-- Start --

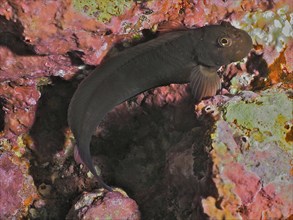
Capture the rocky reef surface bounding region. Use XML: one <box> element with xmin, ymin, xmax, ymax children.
<box><xmin>0</xmin><ymin>0</ymin><xmax>293</xmax><ymax>219</ymax></box>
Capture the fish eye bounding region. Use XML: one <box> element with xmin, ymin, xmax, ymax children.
<box><xmin>218</xmin><ymin>37</ymin><xmax>232</xmax><ymax>47</ymax></box>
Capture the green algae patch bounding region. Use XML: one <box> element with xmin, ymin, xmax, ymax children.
<box><xmin>224</xmin><ymin>91</ymin><xmax>292</xmax><ymax>153</ymax></box>
<box><xmin>73</xmin><ymin>0</ymin><xmax>133</xmax><ymax>23</ymax></box>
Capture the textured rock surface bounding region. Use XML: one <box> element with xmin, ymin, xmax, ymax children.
<box><xmin>0</xmin><ymin>153</ymin><xmax>38</xmax><ymax>219</ymax></box>
<box><xmin>0</xmin><ymin>0</ymin><xmax>293</xmax><ymax>219</ymax></box>
<box><xmin>66</xmin><ymin>189</ymin><xmax>140</xmax><ymax>220</ymax></box>
<box><xmin>203</xmin><ymin>88</ymin><xmax>293</xmax><ymax>219</ymax></box>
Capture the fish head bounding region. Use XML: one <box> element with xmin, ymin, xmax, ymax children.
<box><xmin>196</xmin><ymin>23</ymin><xmax>253</xmax><ymax>67</ymax></box>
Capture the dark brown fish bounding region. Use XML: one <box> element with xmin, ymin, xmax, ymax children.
<box><xmin>68</xmin><ymin>23</ymin><xmax>252</xmax><ymax>190</ymax></box>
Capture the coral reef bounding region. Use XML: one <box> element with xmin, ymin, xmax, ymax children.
<box><xmin>198</xmin><ymin>88</ymin><xmax>293</xmax><ymax>219</ymax></box>
<box><xmin>66</xmin><ymin>189</ymin><xmax>140</xmax><ymax>220</ymax></box>
<box><xmin>0</xmin><ymin>153</ymin><xmax>38</xmax><ymax>219</ymax></box>
<box><xmin>0</xmin><ymin>0</ymin><xmax>293</xmax><ymax>219</ymax></box>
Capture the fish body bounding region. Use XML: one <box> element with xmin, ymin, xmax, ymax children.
<box><xmin>68</xmin><ymin>24</ymin><xmax>252</xmax><ymax>190</ymax></box>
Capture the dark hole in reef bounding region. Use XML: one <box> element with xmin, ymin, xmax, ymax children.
<box><xmin>0</xmin><ymin>98</ymin><xmax>5</xmax><ymax>131</ymax></box>
<box><xmin>0</xmin><ymin>16</ymin><xmax>36</xmax><ymax>56</ymax></box>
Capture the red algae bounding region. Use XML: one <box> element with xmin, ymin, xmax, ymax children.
<box><xmin>66</xmin><ymin>189</ymin><xmax>140</xmax><ymax>220</ymax></box>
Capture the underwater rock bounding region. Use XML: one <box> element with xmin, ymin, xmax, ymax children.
<box><xmin>66</xmin><ymin>189</ymin><xmax>140</xmax><ymax>220</ymax></box>
<box><xmin>202</xmin><ymin>87</ymin><xmax>293</xmax><ymax>219</ymax></box>
<box><xmin>0</xmin><ymin>152</ymin><xmax>38</xmax><ymax>219</ymax></box>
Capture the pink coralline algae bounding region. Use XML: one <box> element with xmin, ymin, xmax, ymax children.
<box><xmin>66</xmin><ymin>190</ymin><xmax>140</xmax><ymax>220</ymax></box>
<box><xmin>0</xmin><ymin>153</ymin><xmax>38</xmax><ymax>219</ymax></box>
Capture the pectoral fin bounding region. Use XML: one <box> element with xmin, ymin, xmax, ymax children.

-- End --

* _Task to carry out_:
Locate every row above that contains the word "surface" and copy each of those rows in full.

* _Response to this task_:
Capture the rocky reef surface bounding region. Use XML: one <box> element with xmin, ymin, xmax, ymax children.
Capture the textured rock surface bounding region. Use XML: one <box> element with xmin, ymin, xmax, ymax children.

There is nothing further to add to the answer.